PROBLEM 1:
List every item the passage names after the words "the things they collected".
PROBLEM 2:
Decide whether each statement agrees with the passage below: (a) The writer met Auntie L. in person. (b) The writer is a big fan of Updike. (c) Some of the first editions cost more than the writer's prom dress. Answer yes or no for each and quote the words of the passage that settle it.
PROBLEM 3:
Write out the passage from "I wonder if" to "from the Library.", switching "cupboard" to "closet".

READING TEXT:
And I left. And it felt good. And damn. . . it still does.

Monday, 16 August 2010

Marking time, skinning chickens

Back in the Country, I spend a great deal of time reading my way through the rather substantial collection of 20th Century literature your Auntie S had managed to collect. There is a lot of overlap with my own taste (though a lot of divergence as well; I'm not a huge Updike or Martin Amis fan, though I can recognize their remarkable talent). And it is strange to read heaps of first editions, some of which cost more than my prom dress. There is a lot of bleak, windswept fiction on the shelves: novels of social realism, stark warngings from the Gulag, from behind various curtains - Iron, Silk, Damask - tales of compromise and class war and life lived and abrupted. And there are cookbooks. Voluptous, weighty tomes filled with details on food that one reads for the sheer beauty and largess that they present. Cookbooks have become a favourite of mine, ever since I discovered that the oven isn't a battleground. I don't cook or bake as well as I one day will, but I am happy to learn.

I wonder if S. saw herself as ordinary. She so clearly wasn't ordinary or comfortably worn. She was herself and all that that entails. And I wonder about her sister, the enigma that was your Auntie L. I never met L., at least not in the flesh. I met her when she was already expired, a box of ashes tucked in the cupboard under the stairs.

I meet a lot of people after they are already dead. I meet them through their letters, and notes scribbled in margins. I meet them through the things they collected - the string, the buttons, the brass tacks. . . the forgotten magazine subscription renewal, the overdue notice from the Library.

SOURCE INFORMATION:
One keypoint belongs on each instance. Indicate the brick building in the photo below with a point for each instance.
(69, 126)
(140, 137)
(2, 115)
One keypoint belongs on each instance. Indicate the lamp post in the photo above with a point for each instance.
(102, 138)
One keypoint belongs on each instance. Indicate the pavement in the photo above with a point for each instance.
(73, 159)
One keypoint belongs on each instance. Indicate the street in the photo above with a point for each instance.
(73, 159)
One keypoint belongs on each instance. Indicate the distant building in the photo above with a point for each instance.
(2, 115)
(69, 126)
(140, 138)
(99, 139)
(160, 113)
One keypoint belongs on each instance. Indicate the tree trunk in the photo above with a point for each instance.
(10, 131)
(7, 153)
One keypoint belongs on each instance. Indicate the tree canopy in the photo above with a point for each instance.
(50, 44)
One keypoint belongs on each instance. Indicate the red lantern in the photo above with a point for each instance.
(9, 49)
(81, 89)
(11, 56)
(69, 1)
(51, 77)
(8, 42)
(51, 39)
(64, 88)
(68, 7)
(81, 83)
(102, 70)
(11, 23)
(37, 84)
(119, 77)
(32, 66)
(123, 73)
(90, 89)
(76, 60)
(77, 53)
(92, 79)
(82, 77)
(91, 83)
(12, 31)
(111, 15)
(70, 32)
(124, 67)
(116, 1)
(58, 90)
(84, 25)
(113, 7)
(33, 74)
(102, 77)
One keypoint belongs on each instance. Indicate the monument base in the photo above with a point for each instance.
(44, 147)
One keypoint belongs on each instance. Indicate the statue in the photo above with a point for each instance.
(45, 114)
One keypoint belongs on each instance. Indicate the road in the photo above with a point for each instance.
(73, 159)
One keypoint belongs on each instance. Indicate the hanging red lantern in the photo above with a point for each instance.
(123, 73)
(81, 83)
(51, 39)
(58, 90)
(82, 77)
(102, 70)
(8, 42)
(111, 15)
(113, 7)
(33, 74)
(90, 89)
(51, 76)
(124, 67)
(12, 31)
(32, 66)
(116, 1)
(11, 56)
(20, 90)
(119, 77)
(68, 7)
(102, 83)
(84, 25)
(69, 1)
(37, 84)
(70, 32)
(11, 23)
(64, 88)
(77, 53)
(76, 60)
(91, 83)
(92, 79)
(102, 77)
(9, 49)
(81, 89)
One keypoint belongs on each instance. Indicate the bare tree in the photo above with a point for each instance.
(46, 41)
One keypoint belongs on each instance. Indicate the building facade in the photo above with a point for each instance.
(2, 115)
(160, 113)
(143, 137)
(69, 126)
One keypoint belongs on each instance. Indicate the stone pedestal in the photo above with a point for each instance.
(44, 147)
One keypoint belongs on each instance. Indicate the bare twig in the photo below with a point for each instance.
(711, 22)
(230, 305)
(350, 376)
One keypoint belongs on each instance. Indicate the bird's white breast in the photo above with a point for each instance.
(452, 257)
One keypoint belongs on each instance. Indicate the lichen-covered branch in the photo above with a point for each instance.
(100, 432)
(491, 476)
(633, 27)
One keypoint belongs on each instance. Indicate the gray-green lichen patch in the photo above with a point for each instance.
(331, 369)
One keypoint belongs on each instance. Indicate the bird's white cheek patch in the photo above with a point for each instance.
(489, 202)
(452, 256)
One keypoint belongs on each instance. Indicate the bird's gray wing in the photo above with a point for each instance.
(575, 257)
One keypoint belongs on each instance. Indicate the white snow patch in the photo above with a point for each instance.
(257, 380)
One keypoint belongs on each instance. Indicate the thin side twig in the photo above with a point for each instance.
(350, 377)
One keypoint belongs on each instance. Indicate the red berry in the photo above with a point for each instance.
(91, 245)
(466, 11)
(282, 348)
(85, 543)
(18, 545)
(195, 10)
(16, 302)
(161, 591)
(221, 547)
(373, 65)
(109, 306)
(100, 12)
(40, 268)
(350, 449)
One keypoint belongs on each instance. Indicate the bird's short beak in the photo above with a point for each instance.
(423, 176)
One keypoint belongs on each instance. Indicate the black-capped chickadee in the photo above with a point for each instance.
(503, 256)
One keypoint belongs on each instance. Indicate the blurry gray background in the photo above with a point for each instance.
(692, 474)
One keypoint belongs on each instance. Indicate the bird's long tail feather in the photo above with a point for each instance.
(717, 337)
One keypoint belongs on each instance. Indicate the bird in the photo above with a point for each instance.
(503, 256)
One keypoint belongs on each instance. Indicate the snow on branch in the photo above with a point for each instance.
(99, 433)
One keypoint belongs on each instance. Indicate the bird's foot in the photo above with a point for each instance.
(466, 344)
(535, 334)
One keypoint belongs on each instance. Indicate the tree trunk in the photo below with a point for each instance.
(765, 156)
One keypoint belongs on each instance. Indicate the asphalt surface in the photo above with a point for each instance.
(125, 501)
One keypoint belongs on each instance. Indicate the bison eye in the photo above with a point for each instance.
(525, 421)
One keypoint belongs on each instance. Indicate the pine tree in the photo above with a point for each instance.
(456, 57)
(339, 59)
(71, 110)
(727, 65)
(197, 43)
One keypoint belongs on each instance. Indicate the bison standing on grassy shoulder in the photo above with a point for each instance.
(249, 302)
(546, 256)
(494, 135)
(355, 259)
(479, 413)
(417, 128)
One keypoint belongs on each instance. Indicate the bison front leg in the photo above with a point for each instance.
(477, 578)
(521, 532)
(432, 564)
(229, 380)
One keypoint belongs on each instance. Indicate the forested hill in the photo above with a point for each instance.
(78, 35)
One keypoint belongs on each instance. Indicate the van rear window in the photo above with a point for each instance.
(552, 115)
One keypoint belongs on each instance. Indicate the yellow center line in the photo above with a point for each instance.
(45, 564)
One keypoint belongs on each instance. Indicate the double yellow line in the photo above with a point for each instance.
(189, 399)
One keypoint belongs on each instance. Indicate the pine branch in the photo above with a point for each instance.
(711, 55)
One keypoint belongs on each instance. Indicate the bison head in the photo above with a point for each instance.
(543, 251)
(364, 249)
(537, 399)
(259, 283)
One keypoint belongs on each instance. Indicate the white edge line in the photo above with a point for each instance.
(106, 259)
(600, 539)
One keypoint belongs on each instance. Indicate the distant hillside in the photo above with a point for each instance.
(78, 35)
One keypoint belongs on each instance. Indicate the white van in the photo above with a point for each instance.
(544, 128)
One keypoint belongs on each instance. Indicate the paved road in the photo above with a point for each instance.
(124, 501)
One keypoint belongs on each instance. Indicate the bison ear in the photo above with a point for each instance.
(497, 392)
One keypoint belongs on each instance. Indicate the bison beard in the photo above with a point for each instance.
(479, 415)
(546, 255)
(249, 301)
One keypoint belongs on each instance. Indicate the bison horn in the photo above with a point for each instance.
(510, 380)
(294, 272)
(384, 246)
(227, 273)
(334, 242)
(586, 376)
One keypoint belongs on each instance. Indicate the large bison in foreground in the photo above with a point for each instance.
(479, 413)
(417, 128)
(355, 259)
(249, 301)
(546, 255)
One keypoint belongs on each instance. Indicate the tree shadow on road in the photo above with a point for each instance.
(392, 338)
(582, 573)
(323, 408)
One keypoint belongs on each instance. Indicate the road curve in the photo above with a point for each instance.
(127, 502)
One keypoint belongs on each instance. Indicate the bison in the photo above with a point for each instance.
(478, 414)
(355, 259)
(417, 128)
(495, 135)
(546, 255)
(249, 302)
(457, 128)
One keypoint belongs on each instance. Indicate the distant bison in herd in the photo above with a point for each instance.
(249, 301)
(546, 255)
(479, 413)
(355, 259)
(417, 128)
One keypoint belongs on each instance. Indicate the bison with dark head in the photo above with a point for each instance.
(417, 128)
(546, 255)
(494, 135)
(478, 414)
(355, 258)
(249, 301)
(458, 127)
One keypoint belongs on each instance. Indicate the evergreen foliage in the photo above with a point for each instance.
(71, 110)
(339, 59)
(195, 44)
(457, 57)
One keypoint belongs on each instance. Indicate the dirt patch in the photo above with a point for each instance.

EXPECTED OUTPUT 1:
the string, the buttons, the brass tacks, the forgotten magazine subscription renewal, the overdue notice from the Library

EXPECTED OUTPUT 2:
(a) No: "I never met L., at least not in the flesh."
(b) No: "I'm not a huge Updike or Martin Amis fan"
(c) Yes: "some of which cost more than my prom dress"

EXPECTED OUTPUT 3:
I wonder if S. saw herself as ordinary. She so clearly wasn't ordinary or comfortably worn. She was herself and all that that entails. And I wonder about her sister, the enigma that was your Auntie L. I never met L., at least not in the flesh. I met her when she was already expired, a box of ashes tucked in the closet under the stairs.

I meet a lot of people after they are already dead. I meet them through their letters, and notes scribbled in margins. I meet them through the things they collected - the string, the buttons, the brass tacks. . . the forgotten magazine subscription renewal, the overdue notice from the Library.